OBJETIVO DEL EJERCICIO
Copia literalmente, del texto sobre los sainetes de Ramón de la Cruz, el pasaje que va desde "Que porque me" hasta "gentiles extravagancias!", ambos incluidos.

++++ TEXTO DE LA PÁGINA ++++

El dinero y su necesidad han contribuido decisivamente a este proceso de degradación. En La oposición a cortejo, sorprende a la ingenua y recatada Laura la mala crianza y la educación de la gente bien vestida, cuando su madre le busca cortejo:

«DOÑA OROSIA
[...] ¡Honra! No tuvieron nada
más de sobra sus abuelos;
pero yo y mi chica más
necesitamos dinero.
DOÑA LAURA
¡Oh, qué mal piensa mi madre!»259


La sátira al cortejo, los petimetres, abates, usías, poetas afrancesados, peluqueros... es, en el caso de Ramón de la Cruz, reflejo de una moral tradicionalista. Sin embargo, la caricaturización en el tratamiento de los tipos y la coincidencia en diversas críticas morales a las clases media y alta de tradicionalistas e ilustrados indujeron a Agustín Durán260 a leer a Ramón de la Cruz como afecto a las nuevas ideas, lo que también ha sido defendido más recientemente por Vilches de Frutos: el sainetero madrileño «consiguió hacer llegar a esa gran masa amorfa muchos de los principios de unos ilustrados, cuyos libros, discursos y proclamas se veían la mayor parte de las veces restringidos a estrechos círculos pertenecientes a las clases más pudientes de la sociedad»261. En realidad, cuando el tema o el comportamiento no le exige una respuesta más personal, es decir, cuando el sainete discurre parcial o totalmente al margen de la sátira de las nuevas costumbres, Ramón de la Cruz adopta la base tradicional literaria, la propia de los entremeses: la ridiculización del hidalgo de lugar en El peluquero soltero (como la del protagonista de Los jugadores, de González del Castillo) puede entroncarse con piezas cortas de Cervantes; las burlas del médico disparatado y de la justicia mercenaria eran frecuentes en el XVII; la figura del payo se remonta hasta casi el más antiguo teatro castellano del que hay noticia;... Desde su particular apología tradicionalista, Ramón de la Cruz se inquieta por algunos hábitos españoles pero, sobre todo, por la adopción de nuevos hábitos, lo cual confiere a su obra un especial didactismo, una rara -en el sainete- inquietud:

«DON ZOILO
[...] pues yace oculto de miedo
el duelo o la patarata
de aquel honor que fundaron
en ser las doncellas castas,
muy religiosas las viudas,
recogidas las casadas,
los ancianos venerables
y los niños de cera blanda,
los hombres ingenuos y
muy hombres de su palabra.
Que porque me dijo mientes...,
porque me sopló la dama...
u otras tales bagatelas,
¿he de andar a cuchilladas?
¡Hubo en nuestros antiguos
gentiles extravagancias!


DON MODESTO
Gentiles serían; pero
ahora no son muy cristianas»262.

++++ DATOS PROPORCIONADOS ++++

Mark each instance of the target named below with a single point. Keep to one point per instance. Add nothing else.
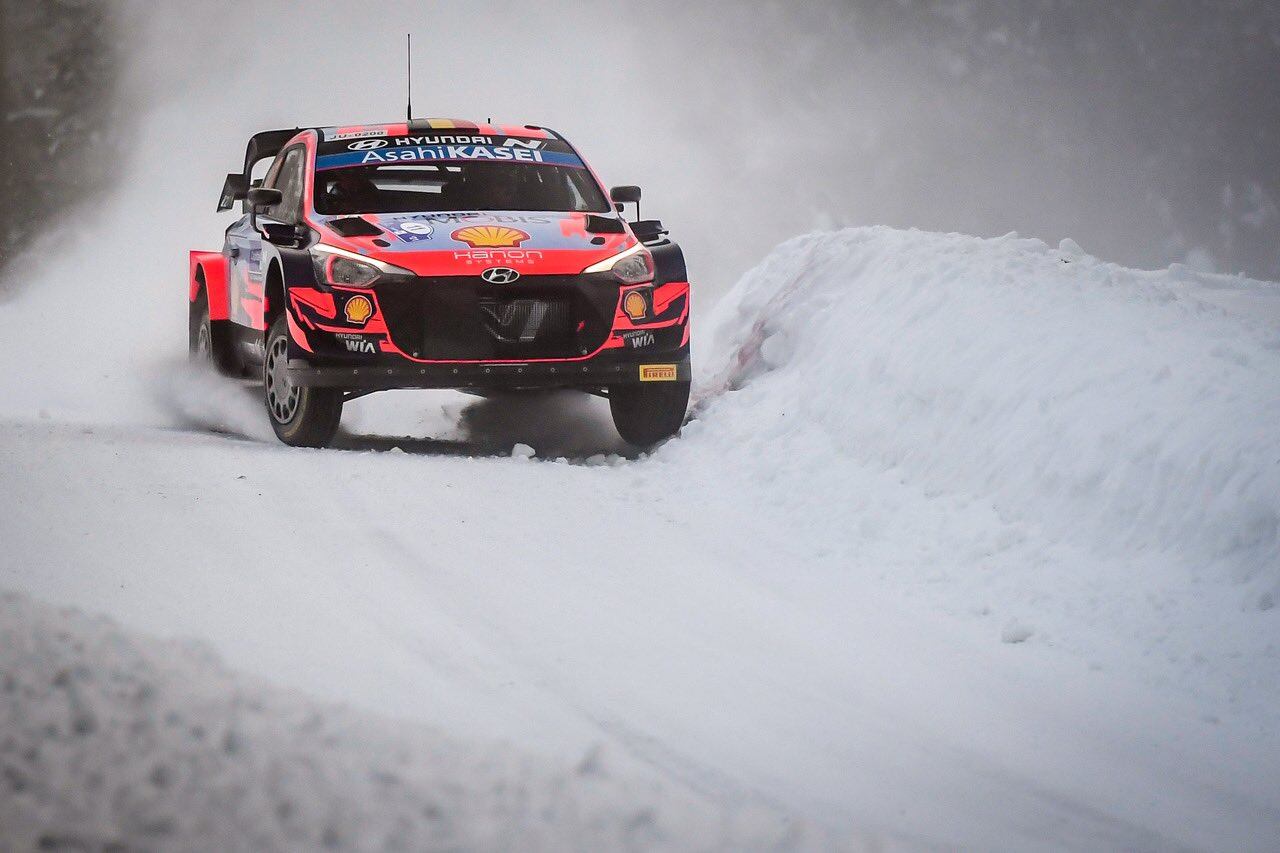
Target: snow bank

++++

EJERCICIO RESUELTO
Que porque me dijo mientes...,
porque me sopló la dama...
u otras tales bagatelas,
¿he de andar a cuchilladas?
¡Hubo en nuestros antiguos
gentiles extravagancias!